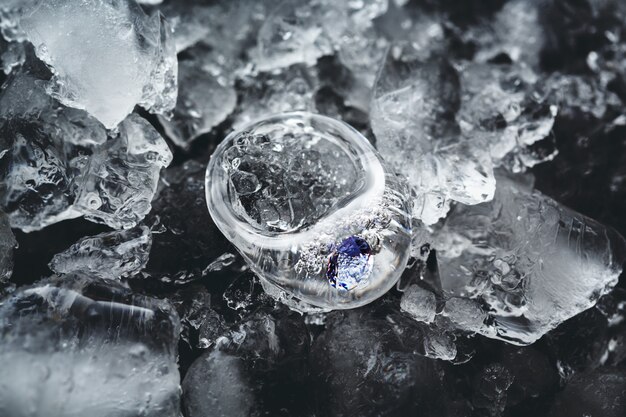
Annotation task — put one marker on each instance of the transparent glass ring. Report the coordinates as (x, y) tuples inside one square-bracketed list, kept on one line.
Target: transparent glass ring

+-------+

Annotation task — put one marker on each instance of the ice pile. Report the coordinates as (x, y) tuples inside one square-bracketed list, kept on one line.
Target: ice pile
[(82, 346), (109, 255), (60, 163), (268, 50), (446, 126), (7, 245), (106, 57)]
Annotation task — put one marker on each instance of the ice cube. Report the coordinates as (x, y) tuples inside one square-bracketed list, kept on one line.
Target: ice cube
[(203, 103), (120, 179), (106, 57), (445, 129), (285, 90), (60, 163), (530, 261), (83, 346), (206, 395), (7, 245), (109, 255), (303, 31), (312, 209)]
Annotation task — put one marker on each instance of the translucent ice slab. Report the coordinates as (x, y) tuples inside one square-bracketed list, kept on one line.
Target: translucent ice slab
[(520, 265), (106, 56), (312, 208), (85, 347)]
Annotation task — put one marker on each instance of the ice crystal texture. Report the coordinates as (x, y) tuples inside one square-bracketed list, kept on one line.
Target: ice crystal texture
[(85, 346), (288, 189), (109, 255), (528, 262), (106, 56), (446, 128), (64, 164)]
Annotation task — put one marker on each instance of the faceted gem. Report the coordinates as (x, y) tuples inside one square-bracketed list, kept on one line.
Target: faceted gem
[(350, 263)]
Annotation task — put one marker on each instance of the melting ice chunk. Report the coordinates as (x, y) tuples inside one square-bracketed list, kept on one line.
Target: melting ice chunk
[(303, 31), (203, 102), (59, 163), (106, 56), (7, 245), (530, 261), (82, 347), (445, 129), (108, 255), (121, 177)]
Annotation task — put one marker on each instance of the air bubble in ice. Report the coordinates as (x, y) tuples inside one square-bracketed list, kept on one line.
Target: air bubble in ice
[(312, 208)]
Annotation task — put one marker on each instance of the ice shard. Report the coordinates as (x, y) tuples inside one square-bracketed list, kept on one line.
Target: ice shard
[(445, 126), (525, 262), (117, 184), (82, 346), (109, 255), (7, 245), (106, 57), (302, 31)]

+-------+

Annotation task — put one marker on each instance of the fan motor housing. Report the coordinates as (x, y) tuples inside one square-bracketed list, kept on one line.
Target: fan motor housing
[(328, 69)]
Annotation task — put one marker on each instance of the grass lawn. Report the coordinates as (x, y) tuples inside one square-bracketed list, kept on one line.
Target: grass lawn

+-------+

The line above containing "Target: ice crystal texture", the line containing "the ice shard.", and every line between them are to be transcribed exactly; no other line is wanted.

▶ _OUTPUT FOR THIS EXERCISE_
Target: ice crystal texture
[(85, 346), (288, 189), (109, 255), (528, 262), (106, 56), (446, 128), (64, 164)]
Annotation task — put one marker on each instance of the faceted gem. Report the coordinates as (x, y) tuples inside one square-bracketed list, kept on one line.
Target: faceted gem
[(350, 263)]
Annotation task — put one marker on each instance of the melting ice chunk. Report the coordinates as (x, y) tuples inside one square-bracketed list, kept on one line.
Target: melting ice chunk
[(303, 31), (203, 102), (59, 163), (106, 56), (7, 245), (530, 261), (82, 347), (445, 129), (108, 255), (121, 177)]
Annotation task — put one marker on each instance of the air bubble in ice. Report the coordinates as (x, y) tuples inside one square-bracketed list, kept on one line.
Target: air bubble in ice
[(312, 208)]
Annotation task — put one marker on each instance of the ice shard. Report the coordinates as (x, y) tuples inside one square-bracketed list, kept on one line.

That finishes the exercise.